#### Lista de tareas
1. Según el texto extraído, ¿de qué ganadería eran los ocho toros lidiados en la corrida que cerraba la feria?
2. Enumera todos los toreros que, según el texto extraído, hicieron el paseo en la corrida de clausura de aquella feria.
3. Actualiza el fragmento del texto extraído que abre con las palabras que contienen "Por Santi Ortiz" y cierra con "padecía el toreo.", sustituyendo "estoque" por "acero".

#### Texto extraído

Por Santi Ortiz
Entre dos sangres transcurrió su carrera: la del toro, que él hizo manar con su excepcional estoque, y la suya, tantas y tantas veces derramada por los ruedos de España. La última encresponó de luto el sentir del toreo por fatal desenlace. Ocurrió en Sevilla, el próximo 21 de abril hará cien años, en la corrida que clausuraba aquella feria abrileña, donde hicieron el paseo, bajo una tremolina de pitos, los tres Manueles –Varelito, Chicuelo y Granero– junto a Marcial Lalanda, para dar cuenta de ocho toros del marqués de Guadalest. Feria con galerna en los tendidos impropia de esta tierra, salpicada con ventiscas de insultos e improperios a los toreros y un público de humor aborrascado, que descargaba injustamente contra los espadas la íntima frustración que, con Joselito muerto hacía poco y Belmonte recién retirado, le provocaba la orfandad que padecía el toreo.

#### Extracto de datos

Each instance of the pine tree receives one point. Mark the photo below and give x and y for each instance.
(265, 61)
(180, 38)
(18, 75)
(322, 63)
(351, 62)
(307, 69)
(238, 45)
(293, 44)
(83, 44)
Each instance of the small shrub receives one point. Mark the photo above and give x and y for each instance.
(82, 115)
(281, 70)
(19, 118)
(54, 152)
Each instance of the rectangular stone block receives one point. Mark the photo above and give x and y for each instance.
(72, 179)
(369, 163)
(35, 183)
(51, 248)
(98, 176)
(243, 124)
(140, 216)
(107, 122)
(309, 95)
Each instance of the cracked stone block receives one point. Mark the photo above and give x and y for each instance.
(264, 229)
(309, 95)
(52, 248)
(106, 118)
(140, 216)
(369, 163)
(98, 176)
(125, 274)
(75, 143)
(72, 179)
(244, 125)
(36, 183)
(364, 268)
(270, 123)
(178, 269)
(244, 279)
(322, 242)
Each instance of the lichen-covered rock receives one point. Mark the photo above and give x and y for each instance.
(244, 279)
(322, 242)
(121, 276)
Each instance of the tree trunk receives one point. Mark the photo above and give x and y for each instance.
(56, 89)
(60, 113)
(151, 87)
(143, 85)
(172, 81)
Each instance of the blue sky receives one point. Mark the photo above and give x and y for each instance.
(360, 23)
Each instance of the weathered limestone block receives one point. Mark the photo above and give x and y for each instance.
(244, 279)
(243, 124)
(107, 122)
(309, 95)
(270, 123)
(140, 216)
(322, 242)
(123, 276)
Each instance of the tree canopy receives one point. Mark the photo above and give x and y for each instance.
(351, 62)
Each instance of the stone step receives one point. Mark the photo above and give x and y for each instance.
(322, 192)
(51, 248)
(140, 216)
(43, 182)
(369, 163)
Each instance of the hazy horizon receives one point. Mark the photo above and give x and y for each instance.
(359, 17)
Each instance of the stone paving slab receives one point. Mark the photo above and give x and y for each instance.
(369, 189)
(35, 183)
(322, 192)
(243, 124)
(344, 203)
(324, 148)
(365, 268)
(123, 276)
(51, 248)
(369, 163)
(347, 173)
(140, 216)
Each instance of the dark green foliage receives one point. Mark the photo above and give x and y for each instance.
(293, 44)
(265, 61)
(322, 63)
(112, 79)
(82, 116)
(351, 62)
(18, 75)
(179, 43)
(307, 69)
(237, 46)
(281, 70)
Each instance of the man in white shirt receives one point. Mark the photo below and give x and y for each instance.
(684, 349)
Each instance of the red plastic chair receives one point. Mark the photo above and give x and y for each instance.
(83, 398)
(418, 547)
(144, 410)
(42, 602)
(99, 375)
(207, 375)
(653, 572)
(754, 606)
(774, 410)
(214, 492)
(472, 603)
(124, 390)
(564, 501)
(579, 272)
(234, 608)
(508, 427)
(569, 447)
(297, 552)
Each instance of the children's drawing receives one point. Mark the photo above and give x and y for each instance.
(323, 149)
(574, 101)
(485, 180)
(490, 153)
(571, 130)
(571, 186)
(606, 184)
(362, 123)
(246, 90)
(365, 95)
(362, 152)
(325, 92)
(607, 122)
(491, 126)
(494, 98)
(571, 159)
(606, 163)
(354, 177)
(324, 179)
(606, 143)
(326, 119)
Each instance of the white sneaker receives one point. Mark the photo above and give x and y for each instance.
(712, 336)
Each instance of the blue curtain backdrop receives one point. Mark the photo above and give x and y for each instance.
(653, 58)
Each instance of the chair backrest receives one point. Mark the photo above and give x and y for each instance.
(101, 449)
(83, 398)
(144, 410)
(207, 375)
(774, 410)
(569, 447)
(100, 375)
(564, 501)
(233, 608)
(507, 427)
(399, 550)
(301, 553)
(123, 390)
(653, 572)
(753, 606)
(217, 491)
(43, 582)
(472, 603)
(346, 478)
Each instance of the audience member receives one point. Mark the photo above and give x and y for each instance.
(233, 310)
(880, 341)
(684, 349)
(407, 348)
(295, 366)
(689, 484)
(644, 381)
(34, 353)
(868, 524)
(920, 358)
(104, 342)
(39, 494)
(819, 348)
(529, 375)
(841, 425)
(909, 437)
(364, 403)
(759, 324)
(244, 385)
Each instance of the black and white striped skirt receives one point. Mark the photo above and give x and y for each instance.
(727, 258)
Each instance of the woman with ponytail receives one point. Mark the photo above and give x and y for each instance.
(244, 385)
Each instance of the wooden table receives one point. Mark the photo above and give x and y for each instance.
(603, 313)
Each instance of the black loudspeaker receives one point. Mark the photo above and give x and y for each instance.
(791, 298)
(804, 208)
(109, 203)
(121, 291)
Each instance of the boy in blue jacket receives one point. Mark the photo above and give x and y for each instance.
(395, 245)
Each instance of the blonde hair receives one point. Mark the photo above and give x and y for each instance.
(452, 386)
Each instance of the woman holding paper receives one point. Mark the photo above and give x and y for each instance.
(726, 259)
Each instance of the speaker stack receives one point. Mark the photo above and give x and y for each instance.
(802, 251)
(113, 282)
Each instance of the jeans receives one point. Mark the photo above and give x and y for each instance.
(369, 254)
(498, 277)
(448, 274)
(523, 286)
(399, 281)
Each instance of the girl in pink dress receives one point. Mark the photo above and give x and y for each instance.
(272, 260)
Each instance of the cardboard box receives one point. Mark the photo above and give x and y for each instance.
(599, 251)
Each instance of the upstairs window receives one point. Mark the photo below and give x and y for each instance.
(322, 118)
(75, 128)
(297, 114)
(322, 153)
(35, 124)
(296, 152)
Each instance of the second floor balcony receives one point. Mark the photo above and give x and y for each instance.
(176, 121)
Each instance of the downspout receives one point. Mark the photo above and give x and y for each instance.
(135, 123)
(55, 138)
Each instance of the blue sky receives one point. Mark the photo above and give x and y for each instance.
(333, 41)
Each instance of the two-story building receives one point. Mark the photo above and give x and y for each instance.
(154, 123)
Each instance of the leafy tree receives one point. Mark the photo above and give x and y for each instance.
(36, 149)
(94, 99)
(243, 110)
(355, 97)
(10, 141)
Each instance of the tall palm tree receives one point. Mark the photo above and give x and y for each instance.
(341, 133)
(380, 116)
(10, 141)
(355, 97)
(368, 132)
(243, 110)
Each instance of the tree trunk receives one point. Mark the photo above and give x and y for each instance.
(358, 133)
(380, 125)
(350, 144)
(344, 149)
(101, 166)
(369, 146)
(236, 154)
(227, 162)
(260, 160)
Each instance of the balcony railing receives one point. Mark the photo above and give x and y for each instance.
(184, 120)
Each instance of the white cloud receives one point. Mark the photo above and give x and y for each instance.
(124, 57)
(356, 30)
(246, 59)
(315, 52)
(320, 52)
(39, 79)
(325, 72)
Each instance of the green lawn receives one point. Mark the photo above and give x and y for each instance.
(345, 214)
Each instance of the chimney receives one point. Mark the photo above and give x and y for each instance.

#### Resultados por tarea
1. Del marqués de Guadalest.

2. Varelito, Chicuelo, Granero y Marcial Lalanda.

3.
Por Santi Ortiz
Entre dos sangres transcurrió su carrera: la del toro, que él hizo manar con su excepcional acero, y la suya, tantas y tantas veces derramada por los ruedos de España. La última encresponó de luto el sentir del toreo por fatal desenlace. Ocurrió en Sevilla, el próximo 21 de abril hará cien años, en la corrida que clausuraba aquella feria abrileña, donde hicieron el paseo, bajo una tremolina de pitos, los tres Manueles –Varelito, Chicuelo y Granero– junto a Marcial Lalanda, para dar cuenta de ocho toros del marqués de Guadalest. Feria con galerna en los tendidos impropia de esta tierra, salpicada con ventiscas de insultos e improperios a los toreros y un público de humor aborrascado, que descargaba injustamente contra los espadas la íntima frustración que, con Joselito muerto hacía poco y Belmonte recién retirado, le provocaba la orfandad que padecía el toreo.